New methods for detecting natural selection in large samples of genetic data
Understanding how humans evolved and adapted to their environment is one of the most important and interesting questions in science. The recent emergence of large, publicly available genetic data sets places the answers to these questions closer within reach than ever before. New statistical methods are needed to take full advantage of these resources.
In this talk Dr. Terhorst will discuss some recent progress towards detecting signals of recent natural selection in genetic data from tens of thousands of individuals. On the computational side, he will describe new memory- and compute-efficient inference algorithms that allow us to analyze thousands of genomes in parallel using GPUs. On the theoretical side, he will describe a new test for neutrality based on combinatorial properties of Kingman's coalescent. The test turns out to have interesting connections to a classic problem in theoretical statistics which has been studied by LeCam, Moran, Hall, and other luminaries. Some of this work is joint with Dan Erdmann-Pham, Kamm, Pier Palamara, Alkes Price and Yun Song.
Jonathan Terhorst joined the University of Michigan in the fall of 2017 as an assistant professor in the statistics department. Before that, he was a PhD student in statistics at UC Berkeley under the supervision of Prof. Yun Song. He is broadly interested in applications of statistics and machine learning to problems in biology, with a particular emphasis on statistical and population genetics.

■ DATA TO EXAMINE:

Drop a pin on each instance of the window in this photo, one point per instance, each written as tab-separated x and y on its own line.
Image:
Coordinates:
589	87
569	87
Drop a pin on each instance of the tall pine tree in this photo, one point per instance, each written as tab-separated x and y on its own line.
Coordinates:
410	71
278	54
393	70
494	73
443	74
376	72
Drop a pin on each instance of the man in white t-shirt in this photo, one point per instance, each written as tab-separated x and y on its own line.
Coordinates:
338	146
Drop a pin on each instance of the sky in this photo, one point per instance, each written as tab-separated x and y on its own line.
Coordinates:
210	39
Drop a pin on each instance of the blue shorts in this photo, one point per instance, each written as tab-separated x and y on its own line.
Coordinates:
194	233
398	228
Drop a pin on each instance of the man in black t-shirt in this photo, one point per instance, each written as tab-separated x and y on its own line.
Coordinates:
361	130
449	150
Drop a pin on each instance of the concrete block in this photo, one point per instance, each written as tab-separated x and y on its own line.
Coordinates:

■ EXERCISE OBJECTIVE: In the talk description on natural selection, can you turn the paragraph beginning "Jonathan Terhorst joined" into a short list that keeps its main facts? The records have no connection to the talk description on natural selection.

■ WRITTEN ANSWER:
- Joined the University of Michigan statistics department as an assistant professor in fall 2017.
- Was previously a statistics PhD student at UC Berkeley, supervised by Prof. Yun Song.
- Is broadly interested in applying statistics and machine learning to biology, especially statistical and population genetics.